* AUFGABEN:
A. Wodurch hat die Parfümerie Douglas laut dem Text über Online-Marketing den Exklusivitätseffekt perfektioniert?
B. Führen Sie den Text über Online-Marketing im Anschluss an seinen letzten Satz weiter.

* TEXTAUSZUG:
+ + + +

Anhand dieser Auswahl sehen Sie genau, dass die „Influencer“ nicht nur auf Social Media zu finden sind. Doch vor allem, weil die Konsumenten laut einer Umfrage des Handelsverbands Deutschland (HDE) auf Online-Shopping-Tour wandelt, ist das Potenzial für das Marketing scheinbar unendlich.

Hier stellen sich nun neue Fragen, denn der wesentliche Unterschied zwischen dem realen Verkaufsraum und einem Onlineshop besteht darin, dass zweiterer keinen vollständigen Zugriff auf alle unsere Sinne hat. Sinne sind nun mal die Empfänger der emotionsauslösenden Reize. Was im Geschäft die Sensorik ist, muss daher im E-Commerce an anderer Stelle ausgebaut werden, um die Käufer emotional abzuholen.

4. Welche Sinne werden im Internet Geschäft angesprochen und wie wird das gemacht?

Es ist gar nicht so schwer zu beantworten, denn sicher haben Sie schon einmal davon gehört. Ist einer Ihrer Sinne eingeschränkt, scheint ein anderer automatisch besser zu funktionieren. Daraus schließt das Online-Marketing vor allem auf visuelle Reize zu setzen, um die Suchanfragen der potenziellen Kundin oder des Kunden bestmöglich zu beantworten. Eine ästhetische Ausgestaltung des virtuellen Verkaufsraumes ist besonders wirksam durch Bilder von sympathischen Menschen, Tieren, Lebewesen und Lebenswelten, durch die den Konsumenten ein Ideenkontext vorgelebt wird. Hier auf die soeben genannten Effekte zurückgegriffen. Ein herausragendes Beispiel für die Nutzung eines Effektes ist die Parfümerie Douglas, die den Exklusivitätseffekt durch Rabatte und Bonusprogramme sowie einer reichen Auswahl, perfektioniert hat. Ebenso das Kleidungslabel H&M, das Sie fragt, ob Sie schon Member sind und damit auf Ihren Status aufmerksam macht.

Speziell bei mittelständischen Unternehmen und Dienstleistern ist der Wortlaut einer Website interessant. Dort werden Sie auf Formulierungen treffen, wie etwa „Wir sind der richtige Ansprechpartner“ oder „Umformung ist unsere Passion“ gerne auch „Wir sind Ihr Team für Gartenbau“. Der Gebrauch des Personalpronomens „wir“ suggeriert zum einen das Gefühl von Gemeinschaft. Sowohl die Gemeinschaft seitens des Unternehmens als auch, dass der Kunde mit in die bestehende Gemeinschaft aufgenommen wird. Zum anderen kann auch in Ihrem Kunden Vertrauen geweckt werden, indem Sie ihm sich und Ihre eigenen Kompetenzen vorstellen „Wir sind Elektrotechnikprofis aus Ihrer Nachbarschaft“. Empfindungen wie Vertrautheit und Gemeinschaft sind gerade in der Branche des Handwerkes und des kleineren Dienstleisters zentral, denn diese tangiert häufig den privaten Sektor.

+ + + +

* ARBEITSMATERIAL:

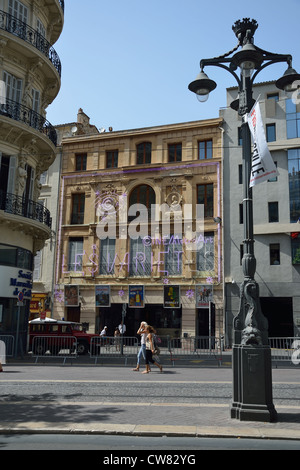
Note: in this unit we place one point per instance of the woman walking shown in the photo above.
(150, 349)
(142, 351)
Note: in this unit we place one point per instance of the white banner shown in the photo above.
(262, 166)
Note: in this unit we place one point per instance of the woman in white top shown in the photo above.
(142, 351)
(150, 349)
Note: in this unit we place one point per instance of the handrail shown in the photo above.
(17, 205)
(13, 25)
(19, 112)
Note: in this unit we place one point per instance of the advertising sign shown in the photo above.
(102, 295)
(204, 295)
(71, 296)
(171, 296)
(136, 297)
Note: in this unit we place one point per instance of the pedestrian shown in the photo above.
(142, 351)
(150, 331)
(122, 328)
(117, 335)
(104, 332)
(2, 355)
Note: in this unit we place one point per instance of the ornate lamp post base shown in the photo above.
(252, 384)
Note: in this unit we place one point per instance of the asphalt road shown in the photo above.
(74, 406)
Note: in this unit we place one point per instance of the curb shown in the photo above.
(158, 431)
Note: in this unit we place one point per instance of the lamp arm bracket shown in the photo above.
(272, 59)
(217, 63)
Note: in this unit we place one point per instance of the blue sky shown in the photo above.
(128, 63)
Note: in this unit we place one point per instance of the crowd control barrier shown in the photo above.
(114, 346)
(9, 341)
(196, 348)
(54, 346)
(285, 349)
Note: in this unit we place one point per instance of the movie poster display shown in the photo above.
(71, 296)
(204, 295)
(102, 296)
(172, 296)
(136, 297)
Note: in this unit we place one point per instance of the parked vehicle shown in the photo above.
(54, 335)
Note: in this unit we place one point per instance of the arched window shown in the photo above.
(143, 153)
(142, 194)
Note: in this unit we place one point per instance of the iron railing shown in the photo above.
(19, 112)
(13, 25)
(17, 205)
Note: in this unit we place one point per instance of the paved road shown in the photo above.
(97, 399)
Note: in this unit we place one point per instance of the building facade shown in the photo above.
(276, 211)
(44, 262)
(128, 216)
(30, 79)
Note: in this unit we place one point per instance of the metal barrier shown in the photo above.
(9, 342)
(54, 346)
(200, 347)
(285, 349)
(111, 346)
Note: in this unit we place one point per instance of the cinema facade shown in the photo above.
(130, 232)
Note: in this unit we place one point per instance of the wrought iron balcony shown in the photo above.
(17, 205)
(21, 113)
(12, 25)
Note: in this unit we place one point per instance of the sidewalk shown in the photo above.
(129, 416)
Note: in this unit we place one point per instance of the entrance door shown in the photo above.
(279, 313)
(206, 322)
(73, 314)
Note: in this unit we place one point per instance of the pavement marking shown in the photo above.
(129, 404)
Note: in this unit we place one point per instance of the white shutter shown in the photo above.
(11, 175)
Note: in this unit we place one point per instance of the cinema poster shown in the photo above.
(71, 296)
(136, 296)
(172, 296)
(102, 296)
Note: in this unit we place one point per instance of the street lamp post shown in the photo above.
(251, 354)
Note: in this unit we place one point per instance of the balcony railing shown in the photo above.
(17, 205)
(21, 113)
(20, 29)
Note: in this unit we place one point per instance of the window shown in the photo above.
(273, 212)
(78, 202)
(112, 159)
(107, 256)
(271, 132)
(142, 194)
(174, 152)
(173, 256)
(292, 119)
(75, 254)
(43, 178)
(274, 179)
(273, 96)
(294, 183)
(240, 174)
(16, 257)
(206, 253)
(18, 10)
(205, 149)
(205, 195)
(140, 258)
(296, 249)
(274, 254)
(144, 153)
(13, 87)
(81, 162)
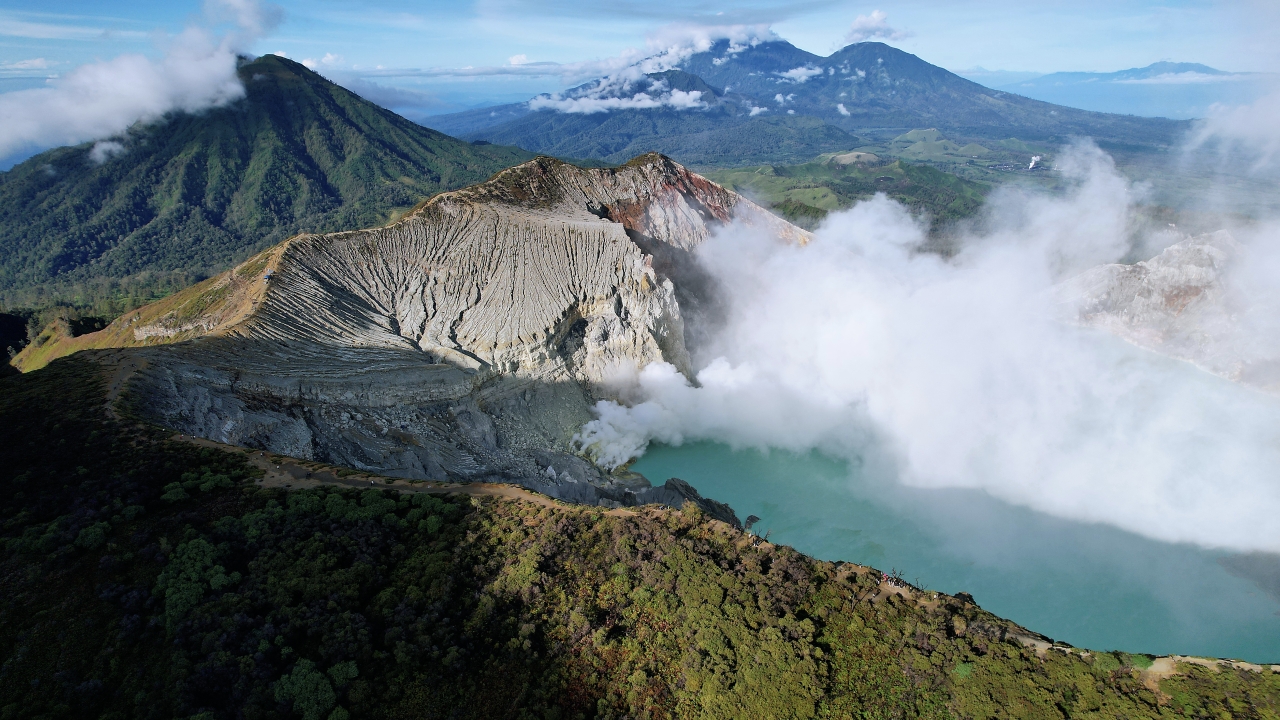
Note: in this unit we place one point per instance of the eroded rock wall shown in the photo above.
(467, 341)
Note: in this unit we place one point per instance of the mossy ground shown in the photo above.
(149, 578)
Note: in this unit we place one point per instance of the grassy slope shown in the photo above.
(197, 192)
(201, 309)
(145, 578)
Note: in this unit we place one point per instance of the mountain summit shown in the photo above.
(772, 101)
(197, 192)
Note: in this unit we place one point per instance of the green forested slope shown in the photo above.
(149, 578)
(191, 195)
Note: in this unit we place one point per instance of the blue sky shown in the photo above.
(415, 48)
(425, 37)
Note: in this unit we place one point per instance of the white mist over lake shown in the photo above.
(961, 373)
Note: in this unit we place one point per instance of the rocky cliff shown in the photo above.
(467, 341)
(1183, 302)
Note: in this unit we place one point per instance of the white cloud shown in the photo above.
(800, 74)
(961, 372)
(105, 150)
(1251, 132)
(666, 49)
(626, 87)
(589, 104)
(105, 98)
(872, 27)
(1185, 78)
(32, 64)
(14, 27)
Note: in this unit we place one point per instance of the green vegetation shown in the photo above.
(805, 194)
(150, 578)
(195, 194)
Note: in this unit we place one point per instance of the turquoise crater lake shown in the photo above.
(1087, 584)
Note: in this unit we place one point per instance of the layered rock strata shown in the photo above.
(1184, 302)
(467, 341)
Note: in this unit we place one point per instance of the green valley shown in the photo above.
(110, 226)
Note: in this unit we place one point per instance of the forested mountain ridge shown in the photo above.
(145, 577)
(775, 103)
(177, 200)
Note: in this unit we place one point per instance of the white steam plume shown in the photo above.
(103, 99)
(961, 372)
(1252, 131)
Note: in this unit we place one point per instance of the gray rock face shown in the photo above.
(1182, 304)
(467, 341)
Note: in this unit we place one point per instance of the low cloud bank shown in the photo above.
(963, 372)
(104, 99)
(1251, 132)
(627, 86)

+ + + +

* LÖSUNGEN:
A. Durch Rabatte und Bonusprogramme sowie eine reiche Auswahl.

B.
5. Auch hier wird mit visuellen Reizen gearbeitet!

Nicht nur Bilder vom „Malermeister Ihres Vertrauens“ oder einem glücklichen Kind, das durch den soeben gejäteten Garten rennt, lösen Emotionen aus. Auch das farbliche Design der Website, die in der Regel auf die Farbwahl des Unternehmens(logos) abgestimmt ist, hat Auswirkungen auf die BesucherInnen. Farben kommunizieren mit unserer emotionalen Ebene, wobei rot als Farbe der Leidenschaft und weiß der Reinheit nur die Grundkenntnisse der Farbenlehre sind. Blau als maskuline Farbe wird Ihrer Website Stabilität und Verantwortlichkeit verleihen und grün Assoziationen mit der Umwelt und der Natur sowie Finanzen und Wachstum auslösen. Ganz unabhängig vom jeweiligen Unternehmen kreieren Farben Atmosphäre und sind für das Marketing essenziell.

Dennoch ist auffällig, dass trotz direkter Ansprache der Emotionalität die virtuellen Verkaufsräume meist sehr nüchtern ausfallen. Das liegt daran, dass E-Commerce besonderen Wert auf große Auswahl legt, die auf einer realen Fläche nicht möglich wäre. Eine Reizüberflutung soll hierbei bewusst vermieden werden. Unser Empfinden ist im E-Commerce meist besonders positiv beeinflusst, denn Auswahl, Flexibilität und Komfort verleihen uns neben Vertrautheit das Gefühl von Gemeinschaft, einer Sonderstellung, Entscheidungsfreiheit und Geborgenheit.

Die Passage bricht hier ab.